[Excerpted text Boundary: Start]

I never planned to be a ghost during my years at Barnard. Nor did “shrink,” “factotum,” or “shlepper for the almost-famous” show up anywhere among my career goals. Yet for years, that’s what my job description included. At Barnard I was a history major, with a particular interest in the personal lives of people who had shaped the events I studied. My favorite class was with Professor René Albrecht-Carrié, who read aloud from the letters that passed between Czar Nicholas II and Kaiser Wilhelm; I still remember the chatty conversations that began “Dear Willy” or “Dear Nicky.” I would be equally fascinated by conversations told to me by the people whose lives I worked to document.

My first invitation to ghost arrived shortly after I’d written a business guide to the Middle East. (My history major and my natural curiosity, plus my love of travel had led me to this project.) My agent was having lunch with an editor who had signed a book by a princess, a member of a deposed Middle Eastern royal family. He needed a writer; my agent had me.

The editor was jubilant; the princess, skeptical. “So,” she said, looking me over, “this is the person you have brought to write my memoirs.” Though said princess had been a champion of women’s rights in her country, it was clear she would have preferred a male writer. I would do my best.

Since she liked to stay up very late playing cards, we would start work at 4 p.m. I would do my writing in the morning and add another shift after 8 p.m. at my editor’s apartment. A difficult schedule for a single mother of three, and a somewhat dangerous one: Several people around the princess had been assassinated.

(Under those conditions, my agent told the publisher that my name should not appear anywhere in the book, not even in the acknowledgments.) But, the job would pay bills and would, my agent assured me, help me secure other projects. So I went to work, occasionally dodging phone calls from reporters (The Washington Post was most persistent) who seemed to know that I was somehow involved with the princess.

[Excerpted text Boundary: End]

→ Exercise requirements
1) Summarize the ghostwriting essay above in two sentences.
2) Write a continuation of the ghostwriting essay above, picking up after its final sentence.

[Provided data Boundary: Start]

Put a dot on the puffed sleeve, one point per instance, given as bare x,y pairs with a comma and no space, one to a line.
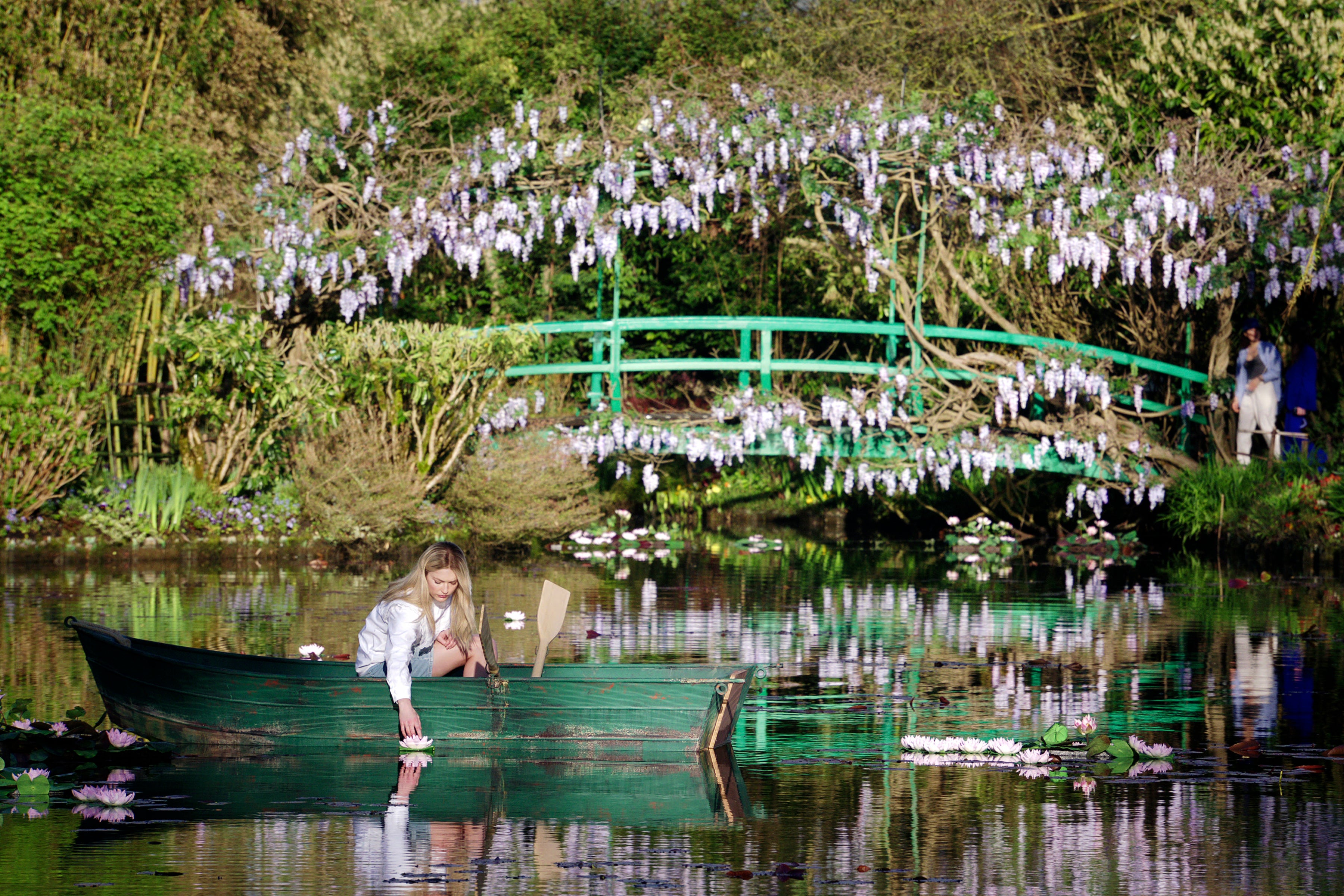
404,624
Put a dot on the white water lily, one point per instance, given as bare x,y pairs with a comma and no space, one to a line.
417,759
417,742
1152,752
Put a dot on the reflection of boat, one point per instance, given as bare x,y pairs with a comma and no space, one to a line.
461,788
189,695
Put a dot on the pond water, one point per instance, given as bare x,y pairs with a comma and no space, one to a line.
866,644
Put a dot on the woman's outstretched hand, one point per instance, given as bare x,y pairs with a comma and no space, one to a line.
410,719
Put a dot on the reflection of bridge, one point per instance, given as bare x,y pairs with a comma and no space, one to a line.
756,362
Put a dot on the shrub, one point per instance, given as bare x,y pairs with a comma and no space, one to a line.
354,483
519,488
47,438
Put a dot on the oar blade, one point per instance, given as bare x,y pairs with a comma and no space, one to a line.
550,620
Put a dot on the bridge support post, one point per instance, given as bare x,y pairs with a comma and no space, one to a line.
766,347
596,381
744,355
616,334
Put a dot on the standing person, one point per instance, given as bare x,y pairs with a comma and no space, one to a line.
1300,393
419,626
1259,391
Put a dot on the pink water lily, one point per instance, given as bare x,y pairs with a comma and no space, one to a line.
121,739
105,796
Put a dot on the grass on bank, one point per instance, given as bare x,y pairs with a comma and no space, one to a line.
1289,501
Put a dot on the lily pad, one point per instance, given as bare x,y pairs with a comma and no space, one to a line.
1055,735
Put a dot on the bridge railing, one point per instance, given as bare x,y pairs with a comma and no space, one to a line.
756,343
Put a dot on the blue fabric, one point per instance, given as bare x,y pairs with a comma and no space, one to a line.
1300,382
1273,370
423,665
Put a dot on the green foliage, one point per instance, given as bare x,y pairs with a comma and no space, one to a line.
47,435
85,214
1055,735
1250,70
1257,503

[Provided data Boundary: End]

→ Exercise responses
1) A Barnard history major drawn to the personal lives of people who shaped history never planned to become a ghostwriter, yet spent years in that role. Shortly after writing a business guide to the Middle East, the writer was hired to ghost the memoirs of a princess from a deposed Middle Eastern royal family, which meant a difficult and somewhat dangerous schedule, no name anywhere in the book, and phone calls from reporters to dodge.

2)
While we worked, security was tight. There was a bodyguard who looked like Oddjob in the James Bond film Goldfinger as well as a trained attack dog. But, as I was always seated in front of a rather large window, I sometimes felt uneasy.

The first pages I produced were a disaster. I had literally translated my subject’s voice into print, and though she was an intelligent, worldly woman who spoke several languages fluently, English was not one of them. So when I started to tell her story in her own voice, it was, both editor and subject agreed, awful. I learned the lesson I would take to all future projects: the voice to use would not necessarily be exactly that of my subject, but rather a credible voice—in this case, a voice rich in gravitas, one that conveyed humor and irony. My second try was better. And so we went.

As the project progressed, “my” princess became comfortable enough to talk about her personal life and I felt secure enough to occasionally disagree with her choice of material. There were difficulties with historical data. She had no papers, no diaries to document important meetings and events. I would have to do some historical detective work to reconstruct the missing pieces. (Finally, some practical use for my graduate work in Middle Eastern history at Columbia!) Later, when the manuscript was completed, a distinguished expert at Columbia was asked to vet it for accuracy. He never knew that the “ghost” had been one of his students. Fortunately both the book and I passed.

Next came an invitation from the wife of a well-known U.S. senator; she would like me to write her story on spec. In lieu of money, I was promised invitations to A-list New York parties. The parties didn’t appeal, but as the senator had been a personal hero of mine, I agreed to explore the possibility of a book. After several interviews, copious notes, and a meeting with an editor, it was clear that the fascinating story I had envisioned was not the one the senator’s wife was willing to tell. Good-bye A-list parties.

Much easier was my collaboration with a well-known sports-medicine doctor. The only problem was the doctor’s insistence on restoring chunks of redundant material that I cut. After some back-and-forth, the editor intervened and the material stayed out. The book was finished and successfully published; it continued to pay modest royalties a decade later.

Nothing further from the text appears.